▸ Exercise brief
Print every entry, word for word, and skip the images.

▸ Object point labels

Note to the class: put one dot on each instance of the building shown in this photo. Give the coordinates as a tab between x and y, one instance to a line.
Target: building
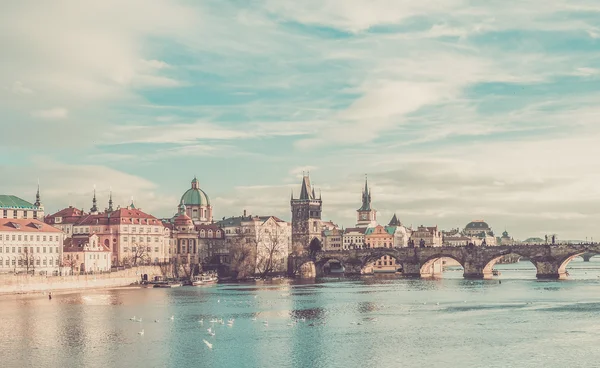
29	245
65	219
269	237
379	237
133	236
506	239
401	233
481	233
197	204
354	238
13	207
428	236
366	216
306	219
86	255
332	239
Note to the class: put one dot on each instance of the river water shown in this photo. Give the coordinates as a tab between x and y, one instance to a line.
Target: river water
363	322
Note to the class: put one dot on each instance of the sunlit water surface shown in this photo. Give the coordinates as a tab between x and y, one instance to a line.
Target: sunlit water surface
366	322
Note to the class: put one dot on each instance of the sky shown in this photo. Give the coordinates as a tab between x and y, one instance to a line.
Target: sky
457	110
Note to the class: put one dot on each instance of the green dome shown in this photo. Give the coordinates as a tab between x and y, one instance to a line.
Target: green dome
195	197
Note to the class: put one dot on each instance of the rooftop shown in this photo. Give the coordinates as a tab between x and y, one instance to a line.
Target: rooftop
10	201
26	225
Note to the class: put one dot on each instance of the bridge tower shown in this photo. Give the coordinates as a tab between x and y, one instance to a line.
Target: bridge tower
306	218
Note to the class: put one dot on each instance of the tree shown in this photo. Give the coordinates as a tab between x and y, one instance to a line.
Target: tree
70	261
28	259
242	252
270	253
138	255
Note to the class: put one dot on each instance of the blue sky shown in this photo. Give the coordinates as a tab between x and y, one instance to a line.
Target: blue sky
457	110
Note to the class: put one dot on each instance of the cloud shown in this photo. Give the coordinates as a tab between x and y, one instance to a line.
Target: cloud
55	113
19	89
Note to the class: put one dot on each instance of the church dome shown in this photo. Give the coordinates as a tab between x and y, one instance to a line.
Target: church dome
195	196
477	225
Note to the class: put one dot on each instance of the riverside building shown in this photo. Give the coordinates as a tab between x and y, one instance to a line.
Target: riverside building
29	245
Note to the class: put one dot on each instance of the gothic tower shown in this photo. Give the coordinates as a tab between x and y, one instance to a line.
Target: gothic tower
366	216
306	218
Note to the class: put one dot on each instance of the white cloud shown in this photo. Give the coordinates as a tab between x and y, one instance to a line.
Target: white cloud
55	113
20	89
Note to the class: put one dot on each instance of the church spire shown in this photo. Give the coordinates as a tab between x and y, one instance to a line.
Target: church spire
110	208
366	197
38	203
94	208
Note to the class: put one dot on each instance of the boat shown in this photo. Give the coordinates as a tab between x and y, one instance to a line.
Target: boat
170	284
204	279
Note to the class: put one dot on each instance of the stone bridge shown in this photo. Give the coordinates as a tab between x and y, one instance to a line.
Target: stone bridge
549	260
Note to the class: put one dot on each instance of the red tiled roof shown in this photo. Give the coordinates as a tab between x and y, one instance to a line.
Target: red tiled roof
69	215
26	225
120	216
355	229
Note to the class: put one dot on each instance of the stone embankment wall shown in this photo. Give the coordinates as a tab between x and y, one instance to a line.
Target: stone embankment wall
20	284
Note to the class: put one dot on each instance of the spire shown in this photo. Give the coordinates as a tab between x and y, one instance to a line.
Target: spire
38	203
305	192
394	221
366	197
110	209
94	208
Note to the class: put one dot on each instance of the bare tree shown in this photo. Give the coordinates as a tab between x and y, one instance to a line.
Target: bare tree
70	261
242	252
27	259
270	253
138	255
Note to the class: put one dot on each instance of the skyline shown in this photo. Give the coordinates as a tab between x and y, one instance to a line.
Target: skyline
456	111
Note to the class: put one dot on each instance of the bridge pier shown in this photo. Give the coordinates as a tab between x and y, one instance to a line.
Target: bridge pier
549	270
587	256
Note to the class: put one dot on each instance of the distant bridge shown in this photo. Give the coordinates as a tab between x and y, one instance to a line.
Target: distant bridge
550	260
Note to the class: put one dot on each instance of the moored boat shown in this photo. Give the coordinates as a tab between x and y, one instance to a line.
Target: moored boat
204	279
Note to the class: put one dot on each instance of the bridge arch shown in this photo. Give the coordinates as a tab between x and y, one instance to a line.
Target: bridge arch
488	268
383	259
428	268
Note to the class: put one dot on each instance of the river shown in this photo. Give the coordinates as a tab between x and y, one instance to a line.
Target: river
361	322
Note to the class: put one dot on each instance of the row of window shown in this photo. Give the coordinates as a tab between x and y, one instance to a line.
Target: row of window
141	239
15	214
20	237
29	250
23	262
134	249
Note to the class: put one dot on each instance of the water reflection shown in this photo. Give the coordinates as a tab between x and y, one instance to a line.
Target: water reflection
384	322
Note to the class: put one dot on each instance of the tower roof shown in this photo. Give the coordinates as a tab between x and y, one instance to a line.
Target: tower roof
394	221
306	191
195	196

▸ Exercise answer
Note to the class: put one dot on each instance of the building shown in this photo. Give the coordinates as a tab between x and y, one instance to a line.
Target: building
29	245
65	219
269	237
379	237
133	236
506	239
401	233
481	233
197	204
354	238
13	207
428	236
366	216
306	219
86	255
332	239
Note to the class: put one dot on each instance of the river water shown in this photo. Give the coordinates as a tab between x and y, one instance to a line.
Target: river water
363	322
Note to the class: put one dot on each instance of the sunlit water surface shown in this photo. Give the coordinates as a tab between x and y, one instance to a line.
Target: sunlit water surface
366	322
Note to the class: put one dot on each instance of the sky shown in this photo. Give the coordinates as a tab between x and y, one instance to a line.
Target: sky
457	110
Note to the class: put one dot on each instance of the green dome shown in this photo. Give the coordinates as a tab between x and y, one instance to a line.
Target: green dome
195	197
Note to the class: put one dot on each instance of the rooftop shown in this photo. Give the coordinates as a tab between x and y, one instance to a line.
Target: rooftop
10	201
26	225
Note to the class: put one dot on each instance of the bridge tower shown in this photo. Give the coordinates as a tab between x and y, one instance to a line.
Target: bridge tower
306	218
Note to the class: put one dot on each instance of the tree shown in this photo. Give the coordinates as a tab between x and y, one instance to a line.
Target: tree
70	261
28	259
242	252
270	253
138	255
Note to the class: put one dot on each instance of the blue sky shown in this photo. Give the coordinates as a tab between x and y, one instance to a line.
Target: blue sky
457	110
Note to the class: put one dot on each instance of the cloud shown in this photo. Give the coordinates as a tab between x and y, one instance to a line.
Target: cloud
55	113
19	89
Note to the class: put one dot on each instance of the church dome shown in this photo. Give the coordinates as a tab between x and y, one instance to a line.
Target: church dome
195	196
477	225
Note to the class: put one dot on each instance of the riverside building shown in this photo. Give the coordinates as a tab between x and y, one instance to a line.
Target: riverside building
29	245
Note to the class: put one dot on each instance of the gothic tower shown in this photo. Give the coordinates as a tab between x and y, one instance to a line.
Target: gothic tower
366	216
306	218
Note to the class: put one dot on each instance of the white cloud shown in this photo. Give the coordinates as a tab between x and y, one instance to a line.
Target: white cloud
55	113
20	89
Note to the class: put one dot on each instance of the church spire shown in this photo. Give the coordinates as a tab between x and y, one instance to a line.
Target: church spire
110	208
366	197
38	203
94	208
Note to the class: put one dot on each instance of the boat shown in this photo. Give the coordinates as a tab between x and y, one instance to a line.
Target: boat
170	284
204	279
Note to the class: put one dot on each instance of the stone bridge shown in this photo. Give the coordinates as a tab between x and y, one instance to a line.
Target: stone bridge
549	260
Note to the class: put one dot on each instance of the red tiled roof shown in this photo. Give the coordinates as a tab between x and y, one instance to a line.
Target: red tiled roof
69	215
26	225
120	216
355	229
Note to the class: put one dot on each instance of the stone embankment wall shown in this photo. Give the coordinates as a tab between x and y, one instance to a line.
Target: stone embankment wall
20	284
Note to the class: put one dot on each instance of the spire shown in this photo. Give the coordinates as a tab between x and y, one instance to a line.
Target: spire
38	203
305	192
394	221
366	197
110	209
94	208
Note to the class: put one dot on each instance of the bare tree shown in this photo. Give the coordinates as a tab between x and y, one instance to a line.
Target: bare tree
70	261
242	252
27	259
270	253
138	255
Note to the class: put one dot on each instance of the skyline shown in this photo. Give the coordinates as a tab between x and y, one instance to a line.
Target: skyline
456	111
Note to the class: put one dot on each instance of the bridge pier shown in this photo. Give the coordinates as a tab between x and y, one instance to a line.
Target: bridge pier
549	270
587	256
Note to the class: put one dot on each instance of the distant bridge shown in this photo. Give the coordinates as a tab between x and y, one instance to a line.
Target: distant bridge
550	260
Note to the class: put one dot on each instance of the moored boat shown in this photo. Give the coordinates as a tab between x and y, one instance to a line.
Target: moored boat
204	279
Note to the class: put one dot on each instance of the bridge arch shown in this photo. Give the coordinates as a tab between x and y, one instance to a line.
Target: bridge arch
488	268
383	259
428	268
Note to the class: put one dot on each instance of the river shown in this photo. Give the coordinates as a tab between x and y, one instance to a line.
Target: river
361	322
Note to the class: put one dot on each instance of the row of window shown in this photo. Give the coordinates as a tab between x and y, one instance to a line.
Target: row of window
141	239
15	214
20	237
29	250
23	262
134	249
Note to the class: put one dot on each instance of the water reflection shown in this photo. Give the coordinates as a tab between x and y, one instance to a line.
Target: water reflection
384	322
Note to the class: put one dot on each instance of the tower roof shown in this photo. Give the coordinates as a tab between x and y, one instance to a line.
Target: tower roof
394	221
306	191
195	196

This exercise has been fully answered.